Few sample libraries have been as eagerly anticipated as this latest entry in the Cinematic Studio series. That’s because few sampled libraries have received as nearly universal praise as their strings, solo strings, brass, and piano libraries.

And to my ears this may be the best one in the series.

Cinematic Studio Woodwinds includes solo woodwinds: flute, piccolo, alto flute, oboe, English horn, clarinet, bass clarinet, bassoon, contrabassoon. It also includes à2 flutes, oboes, clarinets, and bassoons. This is a Kontakt Player library, so a full version of Kontakt is not required.

Like the other libraries in the series, it was recorded on the Trackdown scoring stage in Sydney. Developer Alex Wallabank and his team just know how to get a great sound. The sound is lovely even without added reverb, although there is a hall reverb included.

In keeping with their design philosophy, Cinematic Studio provides the articulations you commonly need and makes them easy to use. It includes sustains and legato (both with and without vibrato); staccato, staccassimo and marcato; sforzando; half and whole note trills; playable runs; and flutter-tongued flutes.

There are three mic positions, but the instruments default to a mix. Selecting one of the mic positions turns off the mix, after which you can enable and mix them individually, even routing them to separate outputs in Kontakt.

Like all the instruments in the Cinematic Studio series, the woodwinds are highly playable. They are also simple to use: CC1 (mod wheel) crossfades between dynamic layers, and CC11 (Expression) controls volume. Turning off legato allows you to play chords, for those who are not purists.

Half step and whole step trills are accomplished by playing two notes about 25 milliseconds apart, with or without legato. You can keyswitch through articulations, or use MIDI Control Changes (you configure the ones you want to use).

———

- [WHAT TO WORK ON]
#1 According to the woodwinds review, where was the library recorded?
#2 Echo word for word the part of the woodwinds review that begins with the words containing "Few sample libraries" and ends with "in the series.".

———

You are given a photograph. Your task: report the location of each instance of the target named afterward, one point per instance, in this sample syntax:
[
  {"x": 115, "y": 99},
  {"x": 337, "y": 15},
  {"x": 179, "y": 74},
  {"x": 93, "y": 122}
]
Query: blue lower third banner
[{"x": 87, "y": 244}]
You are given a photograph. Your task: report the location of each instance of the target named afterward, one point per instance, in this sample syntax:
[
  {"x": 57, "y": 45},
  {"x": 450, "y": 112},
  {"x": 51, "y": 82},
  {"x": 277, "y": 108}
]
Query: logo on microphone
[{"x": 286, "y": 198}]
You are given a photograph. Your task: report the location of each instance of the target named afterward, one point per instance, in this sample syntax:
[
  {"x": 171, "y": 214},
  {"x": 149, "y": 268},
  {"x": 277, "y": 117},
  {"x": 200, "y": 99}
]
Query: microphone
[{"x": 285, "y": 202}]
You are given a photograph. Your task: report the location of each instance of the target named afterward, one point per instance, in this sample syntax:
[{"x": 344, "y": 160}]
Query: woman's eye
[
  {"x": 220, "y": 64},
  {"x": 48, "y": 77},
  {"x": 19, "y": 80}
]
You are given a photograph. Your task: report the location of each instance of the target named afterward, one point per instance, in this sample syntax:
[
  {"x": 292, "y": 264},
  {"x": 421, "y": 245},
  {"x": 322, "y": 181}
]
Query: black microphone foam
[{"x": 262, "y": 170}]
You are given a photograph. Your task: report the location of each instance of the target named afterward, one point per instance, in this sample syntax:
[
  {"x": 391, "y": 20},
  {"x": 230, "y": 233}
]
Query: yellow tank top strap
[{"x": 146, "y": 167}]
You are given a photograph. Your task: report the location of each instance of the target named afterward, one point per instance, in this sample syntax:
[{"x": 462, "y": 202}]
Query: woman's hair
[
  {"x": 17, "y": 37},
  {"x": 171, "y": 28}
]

———

- [REPLIES]
#1 It was recorded on the Trackdown scoring stage in Sydney.

#2
Few sample libraries have been as eagerly anticipated as this latest entry in the Cinematic Studio series. That’s because few sampled libraries have received as nearly universal praise as their strings, solo strings, brass, and piano libraries.

And to my ears this may be the best one in the series.